§ **TASK REQUIREMENTS**
Word for word, give again the line holding "Where can you see the rooftop" and each line after it to the end of the listing below.
"""
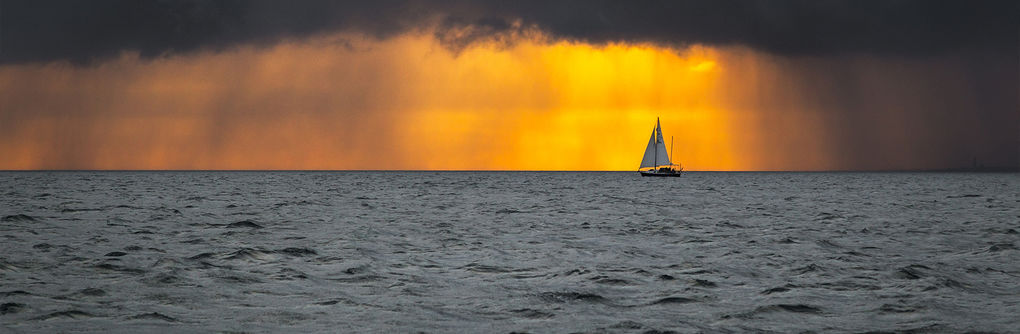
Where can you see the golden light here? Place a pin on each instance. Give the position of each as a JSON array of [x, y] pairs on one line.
[[402, 103]]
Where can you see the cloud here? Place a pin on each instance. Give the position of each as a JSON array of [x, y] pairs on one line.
[[84, 32]]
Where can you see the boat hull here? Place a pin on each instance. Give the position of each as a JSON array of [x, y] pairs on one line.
[[660, 174]]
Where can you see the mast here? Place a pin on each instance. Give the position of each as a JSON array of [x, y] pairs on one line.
[[655, 133]]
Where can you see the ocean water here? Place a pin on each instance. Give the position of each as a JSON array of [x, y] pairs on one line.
[[501, 252]]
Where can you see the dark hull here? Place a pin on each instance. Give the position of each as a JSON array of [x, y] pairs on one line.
[[660, 174]]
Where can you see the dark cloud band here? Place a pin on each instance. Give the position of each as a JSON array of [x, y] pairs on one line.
[[82, 32]]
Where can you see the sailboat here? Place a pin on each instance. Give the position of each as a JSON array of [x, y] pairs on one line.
[[656, 162]]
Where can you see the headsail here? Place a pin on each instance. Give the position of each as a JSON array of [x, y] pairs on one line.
[[655, 153]]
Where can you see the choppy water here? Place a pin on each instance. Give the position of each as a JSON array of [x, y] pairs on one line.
[[494, 252]]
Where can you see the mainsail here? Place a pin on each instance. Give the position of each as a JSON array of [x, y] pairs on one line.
[[655, 153]]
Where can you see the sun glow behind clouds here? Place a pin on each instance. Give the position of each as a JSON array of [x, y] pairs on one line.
[[403, 103]]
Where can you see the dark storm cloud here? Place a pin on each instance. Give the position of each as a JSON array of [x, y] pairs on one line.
[[34, 31]]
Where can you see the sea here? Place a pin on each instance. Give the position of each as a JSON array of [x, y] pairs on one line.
[[509, 252]]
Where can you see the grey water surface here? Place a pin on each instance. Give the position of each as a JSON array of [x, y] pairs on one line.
[[500, 252]]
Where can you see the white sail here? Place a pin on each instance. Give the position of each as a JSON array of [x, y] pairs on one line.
[[649, 158], [655, 153], [662, 155]]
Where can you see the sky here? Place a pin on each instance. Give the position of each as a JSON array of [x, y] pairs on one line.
[[508, 85]]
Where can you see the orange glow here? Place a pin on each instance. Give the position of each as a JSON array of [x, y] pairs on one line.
[[403, 103]]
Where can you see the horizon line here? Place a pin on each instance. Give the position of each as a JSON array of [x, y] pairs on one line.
[[956, 170]]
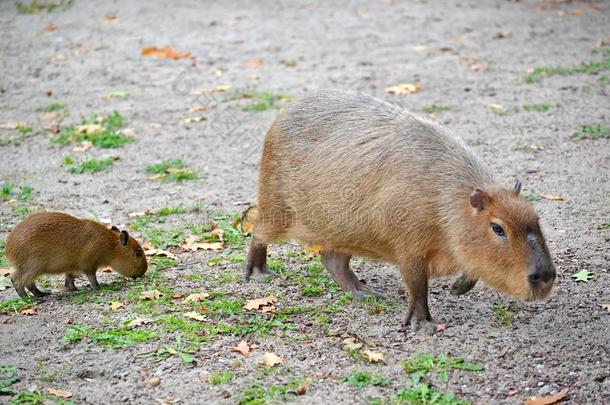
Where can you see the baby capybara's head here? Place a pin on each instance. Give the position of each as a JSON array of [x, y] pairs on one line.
[[506, 248], [128, 259]]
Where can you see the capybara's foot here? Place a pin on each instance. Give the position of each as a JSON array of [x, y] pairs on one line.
[[462, 285], [257, 273], [20, 290]]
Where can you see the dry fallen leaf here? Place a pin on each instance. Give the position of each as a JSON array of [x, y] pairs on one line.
[[243, 347], [192, 244], [115, 305], [374, 357], [256, 303], [59, 393], [351, 344], [551, 197], [194, 315], [271, 359], [169, 52], [150, 295], [196, 297], [547, 399], [403, 88]]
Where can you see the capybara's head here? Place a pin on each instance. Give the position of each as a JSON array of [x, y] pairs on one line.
[[128, 259], [505, 246]]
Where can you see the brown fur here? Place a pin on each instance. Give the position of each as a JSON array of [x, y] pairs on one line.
[[55, 243], [359, 176]]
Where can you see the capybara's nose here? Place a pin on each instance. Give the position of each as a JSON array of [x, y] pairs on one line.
[[541, 276]]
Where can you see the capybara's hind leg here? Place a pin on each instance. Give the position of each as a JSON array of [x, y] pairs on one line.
[[256, 262], [19, 288], [462, 285], [35, 291], [337, 264]]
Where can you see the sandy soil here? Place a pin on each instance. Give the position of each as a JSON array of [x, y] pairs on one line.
[[306, 45]]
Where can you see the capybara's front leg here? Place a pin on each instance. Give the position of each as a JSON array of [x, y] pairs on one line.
[[256, 262], [462, 285], [337, 264], [416, 279]]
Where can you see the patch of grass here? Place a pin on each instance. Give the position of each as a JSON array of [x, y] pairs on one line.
[[541, 107], [10, 191], [597, 131], [531, 197], [106, 337], [220, 377], [103, 132], [260, 394], [89, 166], [362, 379], [503, 315], [540, 73], [36, 6], [8, 377], [14, 306], [433, 109], [171, 170], [259, 100], [53, 107]]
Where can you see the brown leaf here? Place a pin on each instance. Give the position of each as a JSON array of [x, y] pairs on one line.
[[115, 305], [194, 315], [403, 88], [49, 27], [169, 52], [547, 399], [192, 244], [59, 393], [256, 303], [254, 63], [242, 347], [150, 295], [551, 197], [374, 357], [271, 359]]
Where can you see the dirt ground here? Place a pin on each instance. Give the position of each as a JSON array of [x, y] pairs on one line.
[[468, 56]]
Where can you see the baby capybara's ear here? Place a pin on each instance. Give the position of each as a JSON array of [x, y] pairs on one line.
[[124, 237], [479, 199]]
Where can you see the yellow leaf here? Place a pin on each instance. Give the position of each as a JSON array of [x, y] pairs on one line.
[[194, 315], [59, 393], [150, 295], [374, 357], [403, 88], [271, 359], [256, 303], [243, 347], [115, 305]]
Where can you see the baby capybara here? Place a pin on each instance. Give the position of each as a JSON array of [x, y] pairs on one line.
[[56, 243], [362, 177]]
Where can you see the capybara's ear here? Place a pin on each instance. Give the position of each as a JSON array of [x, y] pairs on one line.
[[124, 237], [479, 199], [517, 187]]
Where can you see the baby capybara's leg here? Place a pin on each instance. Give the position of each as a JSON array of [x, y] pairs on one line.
[[69, 282], [462, 285], [256, 262], [337, 264]]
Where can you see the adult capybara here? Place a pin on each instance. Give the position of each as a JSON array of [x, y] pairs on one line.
[[55, 243], [362, 177]]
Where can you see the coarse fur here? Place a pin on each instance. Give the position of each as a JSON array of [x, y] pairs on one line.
[[55, 243], [362, 177]]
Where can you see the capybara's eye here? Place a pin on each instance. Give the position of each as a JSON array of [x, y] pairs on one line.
[[498, 230]]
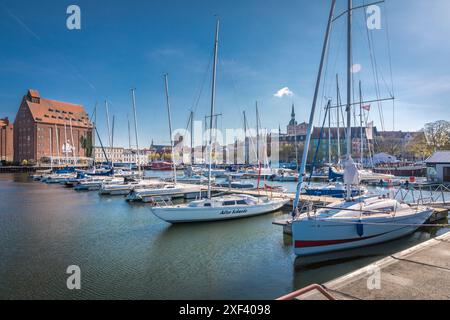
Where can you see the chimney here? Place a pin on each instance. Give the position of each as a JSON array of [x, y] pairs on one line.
[[34, 96]]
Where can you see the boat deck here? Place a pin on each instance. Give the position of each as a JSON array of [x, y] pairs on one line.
[[419, 273], [277, 194]]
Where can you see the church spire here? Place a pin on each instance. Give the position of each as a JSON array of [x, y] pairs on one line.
[[293, 122]]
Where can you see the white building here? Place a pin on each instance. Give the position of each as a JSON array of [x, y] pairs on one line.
[[130, 156], [114, 154], [381, 158], [438, 167]]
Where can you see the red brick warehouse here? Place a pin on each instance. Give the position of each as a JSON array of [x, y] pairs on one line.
[[47, 129], [6, 140]]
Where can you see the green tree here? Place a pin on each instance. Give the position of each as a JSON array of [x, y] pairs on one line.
[[438, 134], [86, 144], [420, 147]]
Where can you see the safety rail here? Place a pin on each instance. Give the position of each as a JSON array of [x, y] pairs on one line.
[[298, 293], [160, 201], [434, 194]]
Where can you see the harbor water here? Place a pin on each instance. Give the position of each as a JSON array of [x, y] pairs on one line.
[[125, 252]]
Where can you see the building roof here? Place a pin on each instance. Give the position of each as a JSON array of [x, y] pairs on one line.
[[56, 112], [398, 134], [356, 133], [5, 122], [439, 157]]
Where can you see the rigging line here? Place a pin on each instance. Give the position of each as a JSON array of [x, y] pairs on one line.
[[330, 88], [388, 40], [374, 75], [322, 103], [380, 104], [202, 85]]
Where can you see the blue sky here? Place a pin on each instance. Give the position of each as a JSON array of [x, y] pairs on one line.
[[264, 46]]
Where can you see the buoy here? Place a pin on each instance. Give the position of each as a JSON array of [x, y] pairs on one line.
[[360, 229]]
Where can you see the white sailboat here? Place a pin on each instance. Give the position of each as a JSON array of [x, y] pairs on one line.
[[357, 222], [161, 192], [217, 208]]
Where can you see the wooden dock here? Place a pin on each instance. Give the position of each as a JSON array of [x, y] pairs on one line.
[[419, 273]]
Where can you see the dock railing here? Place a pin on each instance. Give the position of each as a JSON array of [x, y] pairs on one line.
[[429, 195], [298, 293]]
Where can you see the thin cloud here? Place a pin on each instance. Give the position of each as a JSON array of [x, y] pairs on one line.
[[284, 92]]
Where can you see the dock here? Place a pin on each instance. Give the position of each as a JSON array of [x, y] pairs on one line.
[[418, 273]]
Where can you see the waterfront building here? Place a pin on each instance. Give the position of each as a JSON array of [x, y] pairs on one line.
[[294, 128], [6, 140], [114, 154], [131, 156], [47, 131], [438, 167], [397, 143]]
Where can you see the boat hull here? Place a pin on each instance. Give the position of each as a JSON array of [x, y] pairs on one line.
[[321, 236], [204, 214]]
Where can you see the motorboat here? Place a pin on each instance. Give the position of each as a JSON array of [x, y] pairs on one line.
[[218, 208], [96, 183], [151, 194], [357, 223], [126, 187], [336, 190], [236, 184]]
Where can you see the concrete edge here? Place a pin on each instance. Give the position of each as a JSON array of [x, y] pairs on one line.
[[358, 274]]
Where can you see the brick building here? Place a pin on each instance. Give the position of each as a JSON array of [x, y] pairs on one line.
[[294, 128], [47, 130], [6, 140]]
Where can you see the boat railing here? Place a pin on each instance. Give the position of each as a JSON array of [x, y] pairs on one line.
[[298, 293], [160, 201], [431, 194]]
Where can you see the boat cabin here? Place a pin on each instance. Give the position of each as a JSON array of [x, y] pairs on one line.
[[438, 167]]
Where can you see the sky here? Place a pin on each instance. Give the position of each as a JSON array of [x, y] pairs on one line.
[[269, 52]]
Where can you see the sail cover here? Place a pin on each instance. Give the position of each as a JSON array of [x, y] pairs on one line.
[[351, 173]]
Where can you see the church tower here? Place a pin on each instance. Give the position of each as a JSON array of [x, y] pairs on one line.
[[293, 122]]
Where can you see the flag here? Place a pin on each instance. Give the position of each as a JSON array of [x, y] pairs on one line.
[[369, 131], [366, 107]]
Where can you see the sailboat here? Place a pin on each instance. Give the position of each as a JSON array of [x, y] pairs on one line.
[[350, 223], [174, 190], [217, 208]]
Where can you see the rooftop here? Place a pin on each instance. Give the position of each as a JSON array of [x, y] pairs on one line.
[[439, 157], [56, 112]]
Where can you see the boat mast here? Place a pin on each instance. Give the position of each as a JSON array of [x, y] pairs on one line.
[[174, 167], [192, 139], [213, 101], [51, 148], [57, 132], [302, 172], [338, 102], [329, 132], [361, 123], [65, 144], [107, 123], [133, 100], [246, 157], [349, 88], [257, 132], [129, 134]]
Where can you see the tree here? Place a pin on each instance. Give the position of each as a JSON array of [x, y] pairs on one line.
[[392, 146], [438, 134], [86, 144], [419, 147]]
"""
§ **WRITTEN REPLY**
Where can you see the rooftop here? Place a pin on each instance. Give the position of each as a JSON array of [x, y] pairs on one line.
[[439, 157], [56, 112]]
Where can you see the boat mast here? Place a pin on each instance. Give the position of each as a JSON array of [x, y] pairs on one line.
[[174, 167], [192, 139], [213, 101], [51, 148], [57, 132], [302, 172], [338, 102], [329, 132], [361, 123], [65, 144], [107, 123], [133, 100], [246, 157], [349, 88], [257, 132], [129, 134]]
Where can you see the tree here? Place a pin on each instance. Give the position of each as a JSON array of [x, y] pairs on one line.
[[392, 146], [438, 134], [86, 144], [419, 147]]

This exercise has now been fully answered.